EXERCISE PROMPT
Out of the records below, copy all lines in which the word "shown" occurs.

[[ INPUT DATA, beginning ]]

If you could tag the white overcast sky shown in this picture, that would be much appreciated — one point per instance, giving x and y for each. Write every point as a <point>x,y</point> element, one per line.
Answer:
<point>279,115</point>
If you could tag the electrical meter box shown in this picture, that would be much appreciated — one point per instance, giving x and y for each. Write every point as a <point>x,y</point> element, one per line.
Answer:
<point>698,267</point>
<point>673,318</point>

[[ INPUT DATA, end ]]
[[ INPUT DATA, beginning ]]

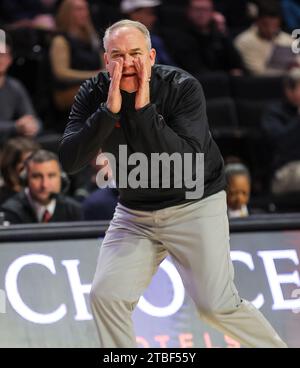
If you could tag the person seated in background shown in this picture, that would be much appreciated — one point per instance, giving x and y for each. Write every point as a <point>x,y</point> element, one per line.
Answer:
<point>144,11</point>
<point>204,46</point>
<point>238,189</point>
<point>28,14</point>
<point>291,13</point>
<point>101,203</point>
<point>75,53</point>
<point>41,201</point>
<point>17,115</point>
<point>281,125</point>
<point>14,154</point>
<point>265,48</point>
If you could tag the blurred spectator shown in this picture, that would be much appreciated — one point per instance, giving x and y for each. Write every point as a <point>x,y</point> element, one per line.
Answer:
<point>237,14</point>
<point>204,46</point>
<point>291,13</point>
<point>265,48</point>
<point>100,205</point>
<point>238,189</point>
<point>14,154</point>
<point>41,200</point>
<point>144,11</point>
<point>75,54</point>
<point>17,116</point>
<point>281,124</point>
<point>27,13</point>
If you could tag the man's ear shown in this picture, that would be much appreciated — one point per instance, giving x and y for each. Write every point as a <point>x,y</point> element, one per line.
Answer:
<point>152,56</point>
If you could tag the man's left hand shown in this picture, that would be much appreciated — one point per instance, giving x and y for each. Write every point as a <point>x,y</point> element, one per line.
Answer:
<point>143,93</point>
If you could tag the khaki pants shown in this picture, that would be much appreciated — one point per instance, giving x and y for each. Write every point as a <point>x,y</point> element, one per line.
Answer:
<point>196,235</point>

[[ INPUT DATA, end ]]

ANSWER SECTION
If you could tag the white overcast sky shown in this picture, that would be much appreciated — one point per instance, giving x and y for each. Write every point as a <point>x,y</point> element, one per line.
If you could tag the electrical meter box shown in this picture, that would be much appreciated — one point per instance, giving x and y for each. Write every point as a <point>x,y</point> element, one per line.
If you could tag the person seated in background shown in this picture, that would be much appreciated — one point per instance, giving x and y for each. Write every point as a <point>x,y</point> element, one per line.
If you could tag the blurred spectator shown in this picture, that would be much appreciated — one point per instance, giving x and y for each. Write every point as a <point>x,y</point> element, one per line.
If you could tag the man's ear shown in this picture, that would be much appreciated — one point per instance, giving x and y for each. Write every point as a <point>x,y</point> element, one per line.
If you could tag the man's left hand shown in this picture, that would be much appreciated — one point per instance, giving x and y for each. Write every point as a <point>x,y</point> element, one per line.
If you could tag the khaki pants shown in this picture, that would be much appreciated — one point per instance, giving x and y for each. Write every point as a <point>x,y</point> element, one per line.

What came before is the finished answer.